* READING PASSAGE:
Fermi's reactor group also left Columbia, as Arthur Compton consolidated the Manhattan Project's reactor project at the Metallurgical Laboratory. Those that remained at Columbia became the Substitute Alloy Materials (SAM) Laboratories, under the direction of Harold Urey, which was mainly concerned with isotope separation for uranium enrichment. Havens and Rainwater also devised a means of measuring residual hydrogen in fluorocarbons, a subject of great interest because uranium hexafluoride gas was being considered for use in isotope separation processes. Havens, Rainwater and Chien-Shiung Wu worked on the development of radiation detector instrumentation, and studies of neutron cross sections using the neutron spectrometer. This included work with plutonium. After the war ended in August 1945, a dozen papers by Dunning, Havens, Rainwater and Wu would be declassified and published. This included his PhD thesis, and he was awarded his doctorate after it was published, along with Rainwater's, in the Physical Review in 1946.

==Later life==
Havens spent the rest of his career at Columbia University, where he became a full professor in 1955, and was its director of nuclear science and engineering from 1961 to 1977. In the immediate post-war period, Columbia built a powerful 400 MeV synchrotron, which became operational in 1950, at the Nevis Laboratories, on an estate on the Hudson River at Irvington, New York, willed to Columbia University by the DuPont family. To learn about cyclotrons, Havens spent some time with Emilio Segrè's group at the University of California, Berkeley. Havens used the Nevis synchrotron to produce neutrons as part of an Atomic Energy Commission project to see if plutonium could be produced without a nuclear reactor, as it was believed at the time that uranium was scarce. The project eventually evolved into the Materials Test Accelerator at the Lawrence Livermore Laboratory; but it never served its intended purpose, as uranium was found to not be a scarce as first thought.

From 1948 until the 1970s, Havens served with the AEC Neutron Cross-sections Advisory Group. This led to his being a part of the US delegation at the United Nations Atoms for Peace Conferences in Geneva in July and August 1955 and in September 1958. Havens pressed the AEC to release more information on neutron cross-sections, but was thwarted by its chairman, Lewis Strauss, who explained, "We’ve got to keep something secret".

The work with neutrons led to Havens becoming a consultant (later called "visiting staff member") at Los Alamos in 1962. He would attend occasional meetings at Los Alamos during the academic year, and spend a couple of weeks there during the summer. At the time there was considerable interest in neutron weapons. In 1985, Havens retired from Columbia and became the first full-time CEO of the American Physical Society (APS), the largest professional physicists' body in the world. He retired from this in 1990. He oversaw the APS a period of considerable growth, and worked with Vera Kistiakowsky to promote the role of women in science.

Havens died from complications related to leukaemia in Memorial Sloan-Kettering Hospital on June 29, 2004. He was survived by his wife Aldine, daughters Nancy and Cynthia, and sister, Marjorie.

Items from a dataset

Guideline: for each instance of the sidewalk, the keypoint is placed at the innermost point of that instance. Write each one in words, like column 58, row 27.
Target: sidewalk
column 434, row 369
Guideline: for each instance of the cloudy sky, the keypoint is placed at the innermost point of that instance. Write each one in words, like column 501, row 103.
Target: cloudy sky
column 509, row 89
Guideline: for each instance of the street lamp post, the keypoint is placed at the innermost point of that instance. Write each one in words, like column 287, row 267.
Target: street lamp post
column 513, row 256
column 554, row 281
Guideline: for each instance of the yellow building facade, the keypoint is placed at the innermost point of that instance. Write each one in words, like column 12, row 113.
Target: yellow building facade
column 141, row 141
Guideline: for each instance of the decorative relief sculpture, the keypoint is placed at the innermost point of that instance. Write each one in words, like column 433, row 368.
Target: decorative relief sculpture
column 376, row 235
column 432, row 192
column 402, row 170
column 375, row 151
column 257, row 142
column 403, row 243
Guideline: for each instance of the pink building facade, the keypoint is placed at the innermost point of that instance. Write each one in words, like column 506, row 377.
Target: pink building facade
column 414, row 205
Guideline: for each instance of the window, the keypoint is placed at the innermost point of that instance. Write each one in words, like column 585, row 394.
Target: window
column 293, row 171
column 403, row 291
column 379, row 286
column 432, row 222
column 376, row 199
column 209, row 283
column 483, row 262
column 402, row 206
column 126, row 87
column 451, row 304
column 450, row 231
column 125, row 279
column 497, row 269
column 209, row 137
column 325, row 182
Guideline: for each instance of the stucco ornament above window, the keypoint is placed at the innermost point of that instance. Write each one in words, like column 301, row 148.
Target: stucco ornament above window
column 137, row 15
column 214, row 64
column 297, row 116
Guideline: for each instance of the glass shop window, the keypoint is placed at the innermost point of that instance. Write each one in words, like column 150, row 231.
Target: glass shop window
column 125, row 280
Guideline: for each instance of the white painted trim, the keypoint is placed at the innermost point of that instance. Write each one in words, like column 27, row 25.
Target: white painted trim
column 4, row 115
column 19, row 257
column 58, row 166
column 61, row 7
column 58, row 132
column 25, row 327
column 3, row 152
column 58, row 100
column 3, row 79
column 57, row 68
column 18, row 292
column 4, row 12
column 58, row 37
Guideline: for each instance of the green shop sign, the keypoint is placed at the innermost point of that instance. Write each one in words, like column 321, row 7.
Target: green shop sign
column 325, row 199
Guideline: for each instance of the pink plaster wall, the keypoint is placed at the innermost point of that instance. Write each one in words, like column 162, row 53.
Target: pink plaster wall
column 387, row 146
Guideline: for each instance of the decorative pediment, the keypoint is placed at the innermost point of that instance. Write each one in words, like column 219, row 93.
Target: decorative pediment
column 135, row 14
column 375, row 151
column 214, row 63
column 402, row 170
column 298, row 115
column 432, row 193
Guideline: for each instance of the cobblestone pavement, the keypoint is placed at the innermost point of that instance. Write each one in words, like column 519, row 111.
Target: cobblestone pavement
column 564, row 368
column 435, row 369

* REQUIRED ACTION:
Write out the text on Havens word for word, everything from "The work with" down to "women in science.". None of these rows is needed for the work.

* ANSWER TO THIS PROBLEM:
The work with neutrons led to Havens becoming a consultant (later called "visiting staff member") at Los Alamos in 1962. He would attend occasional meetings at Los Alamos during the academic year, and spend a couple of weeks there during the summer. At the time there was considerable interest in neutron weapons. In 1985, Havens retired from Columbia and became the first full-time CEO of the American Physical Society (APS), the largest professional physicists' body in the world. He retired from this in 1990. He oversaw the APS a period of considerable growth, and worked with Vera Kistiakowsky to promote the role of women in science.